WORK TO COMPLETE:
Rewrite the stretch of the material below, from the line containing "vanity cabinet door occupies?" through the end of the material, as a Markdown table with the columns Row and Line. Leave out blank lines.

** START OF ROWS **

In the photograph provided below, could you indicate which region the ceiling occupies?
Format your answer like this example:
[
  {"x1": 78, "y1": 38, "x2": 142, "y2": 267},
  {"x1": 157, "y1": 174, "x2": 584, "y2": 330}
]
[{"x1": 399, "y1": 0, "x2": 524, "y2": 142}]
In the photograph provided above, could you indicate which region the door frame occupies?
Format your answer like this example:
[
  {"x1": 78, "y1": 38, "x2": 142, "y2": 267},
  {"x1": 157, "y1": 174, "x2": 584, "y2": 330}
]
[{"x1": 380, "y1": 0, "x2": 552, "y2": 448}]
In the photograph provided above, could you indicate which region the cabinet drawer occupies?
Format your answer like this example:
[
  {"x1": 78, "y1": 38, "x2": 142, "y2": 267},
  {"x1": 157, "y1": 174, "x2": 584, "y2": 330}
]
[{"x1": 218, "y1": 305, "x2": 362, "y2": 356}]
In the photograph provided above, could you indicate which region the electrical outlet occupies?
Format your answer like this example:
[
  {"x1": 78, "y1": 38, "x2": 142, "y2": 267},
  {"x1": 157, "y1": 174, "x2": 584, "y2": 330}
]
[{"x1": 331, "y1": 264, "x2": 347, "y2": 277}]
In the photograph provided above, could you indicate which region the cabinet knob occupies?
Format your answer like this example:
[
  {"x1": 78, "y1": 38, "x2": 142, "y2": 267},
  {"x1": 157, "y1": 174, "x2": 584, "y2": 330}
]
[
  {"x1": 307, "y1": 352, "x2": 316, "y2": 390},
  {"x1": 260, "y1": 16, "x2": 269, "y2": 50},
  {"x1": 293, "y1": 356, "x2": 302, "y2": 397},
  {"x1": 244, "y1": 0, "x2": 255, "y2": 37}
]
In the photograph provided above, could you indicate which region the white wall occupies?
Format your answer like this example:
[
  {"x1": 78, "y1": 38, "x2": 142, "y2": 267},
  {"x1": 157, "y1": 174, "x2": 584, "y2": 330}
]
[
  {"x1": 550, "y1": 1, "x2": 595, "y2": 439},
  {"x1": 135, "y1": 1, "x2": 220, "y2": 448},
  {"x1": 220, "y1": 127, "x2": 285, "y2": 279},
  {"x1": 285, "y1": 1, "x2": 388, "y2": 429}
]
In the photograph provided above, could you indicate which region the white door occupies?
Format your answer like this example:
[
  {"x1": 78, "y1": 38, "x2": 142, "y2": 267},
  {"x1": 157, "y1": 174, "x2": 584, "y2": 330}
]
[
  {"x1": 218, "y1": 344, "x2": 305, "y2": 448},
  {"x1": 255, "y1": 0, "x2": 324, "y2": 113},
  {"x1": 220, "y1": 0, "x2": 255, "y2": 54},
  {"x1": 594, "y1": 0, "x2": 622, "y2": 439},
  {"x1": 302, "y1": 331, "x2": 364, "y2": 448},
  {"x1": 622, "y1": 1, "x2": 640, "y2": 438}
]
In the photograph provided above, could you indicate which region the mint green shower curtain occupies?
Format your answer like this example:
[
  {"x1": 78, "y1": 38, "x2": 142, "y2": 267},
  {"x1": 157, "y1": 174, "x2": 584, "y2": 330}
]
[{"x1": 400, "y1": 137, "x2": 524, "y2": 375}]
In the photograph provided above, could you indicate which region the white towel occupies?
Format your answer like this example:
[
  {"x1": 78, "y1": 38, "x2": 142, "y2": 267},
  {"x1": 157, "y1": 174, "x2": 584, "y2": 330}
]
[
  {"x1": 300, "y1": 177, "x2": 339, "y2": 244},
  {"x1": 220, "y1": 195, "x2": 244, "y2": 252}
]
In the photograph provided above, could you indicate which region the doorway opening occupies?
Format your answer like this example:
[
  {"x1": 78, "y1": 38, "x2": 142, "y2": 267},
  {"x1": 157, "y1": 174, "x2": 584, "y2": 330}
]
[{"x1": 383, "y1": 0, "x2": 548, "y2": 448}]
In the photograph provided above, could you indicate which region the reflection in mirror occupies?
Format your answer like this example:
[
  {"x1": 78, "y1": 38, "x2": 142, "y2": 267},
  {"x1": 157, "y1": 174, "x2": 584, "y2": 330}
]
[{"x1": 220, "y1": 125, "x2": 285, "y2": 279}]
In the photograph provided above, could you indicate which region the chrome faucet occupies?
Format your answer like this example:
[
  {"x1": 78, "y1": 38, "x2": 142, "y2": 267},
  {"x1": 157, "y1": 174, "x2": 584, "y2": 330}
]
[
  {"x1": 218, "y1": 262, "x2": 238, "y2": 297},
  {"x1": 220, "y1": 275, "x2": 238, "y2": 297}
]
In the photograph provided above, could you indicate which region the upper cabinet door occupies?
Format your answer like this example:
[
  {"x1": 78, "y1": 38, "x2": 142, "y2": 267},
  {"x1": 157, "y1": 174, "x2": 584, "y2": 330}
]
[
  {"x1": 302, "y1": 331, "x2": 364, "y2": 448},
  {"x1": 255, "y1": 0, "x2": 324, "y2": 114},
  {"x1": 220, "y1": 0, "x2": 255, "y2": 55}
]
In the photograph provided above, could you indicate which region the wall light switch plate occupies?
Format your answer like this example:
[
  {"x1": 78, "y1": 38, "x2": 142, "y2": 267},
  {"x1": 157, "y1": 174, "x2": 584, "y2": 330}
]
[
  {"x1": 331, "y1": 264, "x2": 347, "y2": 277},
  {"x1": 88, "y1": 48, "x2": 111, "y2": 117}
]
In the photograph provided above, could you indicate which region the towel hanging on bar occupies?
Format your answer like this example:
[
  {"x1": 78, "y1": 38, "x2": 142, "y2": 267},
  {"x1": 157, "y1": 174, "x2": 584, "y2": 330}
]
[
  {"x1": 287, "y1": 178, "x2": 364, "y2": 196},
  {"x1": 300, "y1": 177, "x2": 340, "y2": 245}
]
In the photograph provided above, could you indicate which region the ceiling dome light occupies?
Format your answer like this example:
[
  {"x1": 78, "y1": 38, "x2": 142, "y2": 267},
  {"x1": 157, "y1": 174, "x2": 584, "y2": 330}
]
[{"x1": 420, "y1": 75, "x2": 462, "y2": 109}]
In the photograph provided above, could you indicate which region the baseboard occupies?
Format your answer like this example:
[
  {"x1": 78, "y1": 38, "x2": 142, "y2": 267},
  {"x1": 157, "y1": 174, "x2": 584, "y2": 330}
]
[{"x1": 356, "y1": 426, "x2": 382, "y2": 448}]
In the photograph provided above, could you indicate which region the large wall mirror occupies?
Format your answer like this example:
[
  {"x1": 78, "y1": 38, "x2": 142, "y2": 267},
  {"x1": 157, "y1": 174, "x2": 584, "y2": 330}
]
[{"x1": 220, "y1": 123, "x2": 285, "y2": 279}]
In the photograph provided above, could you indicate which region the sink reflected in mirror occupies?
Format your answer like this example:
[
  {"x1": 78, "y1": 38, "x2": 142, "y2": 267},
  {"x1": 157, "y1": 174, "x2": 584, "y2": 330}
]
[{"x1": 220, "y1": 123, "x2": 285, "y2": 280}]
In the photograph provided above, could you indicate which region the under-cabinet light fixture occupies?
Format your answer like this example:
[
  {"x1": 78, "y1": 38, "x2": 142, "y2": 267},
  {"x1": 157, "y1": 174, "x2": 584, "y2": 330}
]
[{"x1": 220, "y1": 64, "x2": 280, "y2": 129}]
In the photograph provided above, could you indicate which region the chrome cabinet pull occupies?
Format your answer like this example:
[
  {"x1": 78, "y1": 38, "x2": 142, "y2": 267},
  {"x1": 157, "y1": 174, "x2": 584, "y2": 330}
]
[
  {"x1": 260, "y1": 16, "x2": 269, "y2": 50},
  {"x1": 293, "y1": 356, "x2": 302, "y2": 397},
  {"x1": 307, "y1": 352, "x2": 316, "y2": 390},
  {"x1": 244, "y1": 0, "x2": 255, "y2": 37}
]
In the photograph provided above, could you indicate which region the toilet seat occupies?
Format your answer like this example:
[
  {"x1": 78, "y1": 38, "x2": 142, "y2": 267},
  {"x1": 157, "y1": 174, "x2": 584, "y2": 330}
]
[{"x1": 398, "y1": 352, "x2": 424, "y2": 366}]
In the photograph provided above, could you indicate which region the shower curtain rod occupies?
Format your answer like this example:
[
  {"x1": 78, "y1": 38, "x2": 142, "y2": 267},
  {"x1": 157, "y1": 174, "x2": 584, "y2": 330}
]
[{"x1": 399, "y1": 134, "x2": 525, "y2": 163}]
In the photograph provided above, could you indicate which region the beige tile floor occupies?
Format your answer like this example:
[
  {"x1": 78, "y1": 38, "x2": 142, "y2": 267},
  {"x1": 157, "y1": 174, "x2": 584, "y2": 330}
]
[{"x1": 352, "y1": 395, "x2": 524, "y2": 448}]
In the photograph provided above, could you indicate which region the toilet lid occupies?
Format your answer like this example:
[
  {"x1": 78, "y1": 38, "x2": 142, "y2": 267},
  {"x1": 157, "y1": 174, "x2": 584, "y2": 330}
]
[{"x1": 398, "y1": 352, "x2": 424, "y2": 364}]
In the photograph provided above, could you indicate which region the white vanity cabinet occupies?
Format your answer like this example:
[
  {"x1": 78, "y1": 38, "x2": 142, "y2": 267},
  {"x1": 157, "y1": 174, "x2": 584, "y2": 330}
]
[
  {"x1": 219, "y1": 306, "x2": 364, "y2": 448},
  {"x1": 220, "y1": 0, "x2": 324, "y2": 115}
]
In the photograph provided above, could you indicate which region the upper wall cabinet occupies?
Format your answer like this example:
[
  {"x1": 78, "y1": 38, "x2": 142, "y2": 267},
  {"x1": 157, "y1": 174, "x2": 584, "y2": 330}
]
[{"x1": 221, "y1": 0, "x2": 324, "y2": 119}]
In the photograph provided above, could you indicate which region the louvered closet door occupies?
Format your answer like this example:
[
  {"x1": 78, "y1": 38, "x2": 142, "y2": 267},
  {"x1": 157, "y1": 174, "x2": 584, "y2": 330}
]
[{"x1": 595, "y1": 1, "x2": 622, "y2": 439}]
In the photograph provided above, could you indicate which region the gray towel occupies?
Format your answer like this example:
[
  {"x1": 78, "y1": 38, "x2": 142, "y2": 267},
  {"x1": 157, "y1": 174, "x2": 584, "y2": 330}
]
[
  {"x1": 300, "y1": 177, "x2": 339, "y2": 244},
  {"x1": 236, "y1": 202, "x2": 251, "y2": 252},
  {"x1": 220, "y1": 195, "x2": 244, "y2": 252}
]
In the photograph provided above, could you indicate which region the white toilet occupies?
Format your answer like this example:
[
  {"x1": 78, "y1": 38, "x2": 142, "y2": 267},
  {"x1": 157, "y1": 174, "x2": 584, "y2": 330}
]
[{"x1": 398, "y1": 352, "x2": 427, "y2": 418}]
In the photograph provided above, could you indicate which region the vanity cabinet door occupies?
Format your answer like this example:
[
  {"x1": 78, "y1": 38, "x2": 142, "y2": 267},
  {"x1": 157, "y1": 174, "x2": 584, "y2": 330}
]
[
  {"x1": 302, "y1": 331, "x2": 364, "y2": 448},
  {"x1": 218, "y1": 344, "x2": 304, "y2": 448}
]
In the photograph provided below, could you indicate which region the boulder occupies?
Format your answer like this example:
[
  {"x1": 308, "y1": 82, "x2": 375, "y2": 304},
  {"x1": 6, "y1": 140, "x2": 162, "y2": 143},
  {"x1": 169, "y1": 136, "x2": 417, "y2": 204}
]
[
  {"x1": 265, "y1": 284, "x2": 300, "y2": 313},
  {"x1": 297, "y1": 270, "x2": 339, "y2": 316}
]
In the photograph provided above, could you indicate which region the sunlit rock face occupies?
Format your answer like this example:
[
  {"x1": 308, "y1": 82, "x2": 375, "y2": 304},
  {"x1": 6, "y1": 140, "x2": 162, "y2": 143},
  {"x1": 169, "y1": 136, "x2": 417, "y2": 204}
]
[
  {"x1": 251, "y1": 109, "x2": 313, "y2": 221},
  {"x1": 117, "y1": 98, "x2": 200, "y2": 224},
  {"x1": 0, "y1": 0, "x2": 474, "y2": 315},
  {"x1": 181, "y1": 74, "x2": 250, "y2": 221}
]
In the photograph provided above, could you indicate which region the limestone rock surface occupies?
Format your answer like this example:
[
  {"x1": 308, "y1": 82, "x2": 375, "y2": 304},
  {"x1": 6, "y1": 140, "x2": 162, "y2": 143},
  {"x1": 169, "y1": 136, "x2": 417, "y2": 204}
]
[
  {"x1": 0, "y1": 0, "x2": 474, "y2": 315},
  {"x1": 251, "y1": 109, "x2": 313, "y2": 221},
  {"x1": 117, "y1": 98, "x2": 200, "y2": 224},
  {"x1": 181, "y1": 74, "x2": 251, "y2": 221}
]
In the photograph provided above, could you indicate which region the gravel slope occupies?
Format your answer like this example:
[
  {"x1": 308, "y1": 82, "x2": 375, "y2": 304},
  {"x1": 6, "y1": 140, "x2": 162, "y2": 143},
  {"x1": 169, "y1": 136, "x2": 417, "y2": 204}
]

** END OF ROWS **

RESPONSE TO THE EXERCISE:
| Row | Line |
|---|---|
| 1 | In the photograph provided above, could you indicate which region the vanity cabinet door occupies? |
| 2 | Format your answer like this example: |
| 3 | [ |
| 4 |   {"x1": 78, "y1": 38, "x2": 142, "y2": 267}, |
| 5 |   {"x1": 157, "y1": 174, "x2": 584, "y2": 330} |
| 6 | ] |
| 7 | [ |
| 8 |   {"x1": 302, "y1": 331, "x2": 364, "y2": 448}, |
| 9 |   {"x1": 218, "y1": 344, "x2": 304, "y2": 448} |
| 10 | ] |
| 11 | In the photograph provided below, could you indicate which region the boulder occupies? |
| 12 | Format your answer like this example: |
| 13 | [ |
| 14 |   {"x1": 308, "y1": 82, "x2": 375, "y2": 304}, |
| 15 |   {"x1": 6, "y1": 140, "x2": 162, "y2": 143}, |
| 16 |   {"x1": 169, "y1": 136, "x2": 417, "y2": 204} |
| 17 | ] |
| 18 | [ |
| 19 |   {"x1": 265, "y1": 284, "x2": 300, "y2": 313}, |
| 20 |   {"x1": 297, "y1": 270, "x2": 339, "y2": 316} |
| 21 | ] |
| 22 | In the photograph provided above, could you indicate which region the sunlit rock face occupies? |
| 23 | Format your answer like this example: |
| 24 | [ |
| 25 |   {"x1": 308, "y1": 82, "x2": 375, "y2": 304}, |
| 26 |   {"x1": 6, "y1": 140, "x2": 162, "y2": 143}, |
| 27 |   {"x1": 169, "y1": 136, "x2": 417, "y2": 204} |
| 28 | ] |
| 29 | [ |
| 30 |   {"x1": 251, "y1": 109, "x2": 313, "y2": 221}, |
| 31 |   {"x1": 117, "y1": 98, "x2": 200, "y2": 224}, |
| 32 |   {"x1": 0, "y1": 0, "x2": 474, "y2": 315}, |
| 33 |   {"x1": 181, "y1": 74, "x2": 250, "y2": 221} |
| 34 | ] |
| 35 | In the photograph provided above, could you indicate which region the limestone rock surface occupies? |
| 36 | Format your answer like this example: |
| 37 | [ |
| 38 |   {"x1": 308, "y1": 82, "x2": 375, "y2": 304}, |
| 39 |   {"x1": 6, "y1": 140, "x2": 162, "y2": 143}, |
| 40 |   {"x1": 169, "y1": 136, "x2": 417, "y2": 204} |
| 41 | ] |
| 42 | [ |
| 43 |   {"x1": 0, "y1": 0, "x2": 474, "y2": 315}, |
| 44 |   {"x1": 251, "y1": 109, "x2": 313, "y2": 221}, |
| 45 |   {"x1": 117, "y1": 98, "x2": 200, "y2": 224}, |
| 46 |   {"x1": 181, "y1": 74, "x2": 251, "y2": 221} |
| 47 | ] |
| 48 | In the photograph provided above, could you indicate which region the gravel slope occupies? |
| 49 | Format your answer like this example: |
| 50 | [ |
| 51 |   {"x1": 308, "y1": 82, "x2": 375, "y2": 304}, |
| 52 |   {"x1": 6, "y1": 140, "x2": 162, "y2": 143}, |
| 53 |   {"x1": 169, "y1": 136, "x2": 417, "y2": 204} |
| 54 | ] |